[Entries taken from a collection]

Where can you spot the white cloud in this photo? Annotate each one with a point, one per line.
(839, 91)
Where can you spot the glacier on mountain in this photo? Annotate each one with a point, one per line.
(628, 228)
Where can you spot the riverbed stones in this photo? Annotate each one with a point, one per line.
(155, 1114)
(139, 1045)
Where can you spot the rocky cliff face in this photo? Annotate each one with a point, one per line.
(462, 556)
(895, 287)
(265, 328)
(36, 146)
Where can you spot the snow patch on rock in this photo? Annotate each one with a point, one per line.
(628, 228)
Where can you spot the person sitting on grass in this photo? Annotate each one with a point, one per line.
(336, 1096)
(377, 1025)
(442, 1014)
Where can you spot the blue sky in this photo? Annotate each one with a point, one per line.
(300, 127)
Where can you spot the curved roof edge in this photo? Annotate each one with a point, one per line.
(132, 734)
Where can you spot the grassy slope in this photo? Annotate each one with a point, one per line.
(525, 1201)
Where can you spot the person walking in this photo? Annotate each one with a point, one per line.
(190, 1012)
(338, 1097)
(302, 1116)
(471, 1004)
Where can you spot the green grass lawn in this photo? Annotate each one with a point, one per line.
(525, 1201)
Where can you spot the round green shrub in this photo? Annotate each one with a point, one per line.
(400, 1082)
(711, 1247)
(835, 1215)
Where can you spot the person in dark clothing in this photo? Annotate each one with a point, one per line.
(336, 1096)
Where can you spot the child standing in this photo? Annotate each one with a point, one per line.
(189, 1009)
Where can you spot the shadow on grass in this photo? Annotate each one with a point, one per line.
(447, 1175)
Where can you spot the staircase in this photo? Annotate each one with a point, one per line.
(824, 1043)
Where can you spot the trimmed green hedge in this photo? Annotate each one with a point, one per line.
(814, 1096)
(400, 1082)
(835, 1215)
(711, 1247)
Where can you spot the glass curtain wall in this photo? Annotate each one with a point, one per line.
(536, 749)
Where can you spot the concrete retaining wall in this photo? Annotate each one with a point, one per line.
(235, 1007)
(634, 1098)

## [YOUR TASK]
Write the entries out once more, exactly as they were given.

## [SOLUTION FOR THIS PROBLEM]
Where can you spot the white cloud in this photo? Annotate each one with a point, one per line.
(839, 91)
Where can you spot the glacier on mountain in this photo? Annotate each one with a point, one per line.
(628, 228)
Where can you spot the riverbed stones in this photo? Annotate each one with a point, one per line.
(155, 1114)
(139, 1045)
Where can you spot the rocky cliff face in this photo? Annotate each one with a point, one per line.
(462, 556)
(895, 287)
(265, 328)
(36, 146)
Where can you spot the snow patch on rock in this photo? Annotate each one with a point, one per line.
(628, 228)
Where can you spot the person sitting on grass in this photo? Annotate each one with a point, one per line.
(336, 1096)
(377, 1025)
(442, 1014)
Where can you spot the blue sky in this photo? Annotate each one with a point, one per line.
(300, 127)
Where can you spot the curved roof edge in this photo? Annotate each one with a point, one per line.
(132, 734)
Where can you spot the grassy slope in this photo? Annotate each one with a point, one per line.
(525, 1201)
Where can you spot the person walking in this photo? Annotate each one with a point, one per line.
(190, 1012)
(338, 1097)
(302, 1116)
(471, 1004)
Where can you spot the green grass lawn in this photo? Annotate each one with a point, one per line.
(525, 1201)
Where can you spot the round green shrub in this photo? Annotate each one with a point, one per line.
(400, 1082)
(711, 1247)
(835, 1215)
Where can you spot the person in dark clothing in this photo? Annotate each one with a point, one per line.
(336, 1096)
Where can you spot the child standing in this photo? Annotate each one with a point, one per line.
(189, 1009)
Where can you spot the shadow on grass in this photo? Annotate each one with a point, one per line.
(447, 1175)
Where can you spot the staircase in this photo? Annotate each one with a point, one per line.
(824, 1043)
Where can you spot the trimmed green hedge in this photo? Annotate each one with a point, one per line.
(814, 1096)
(400, 1082)
(835, 1215)
(711, 1247)
Where can you spot the glass curtain wall in this photo? Annotate each one with a point, one per line.
(536, 749)
Where can you spot the concrete retaining wall in this photo? Annotate each one with a point, one per line.
(235, 1007)
(634, 1098)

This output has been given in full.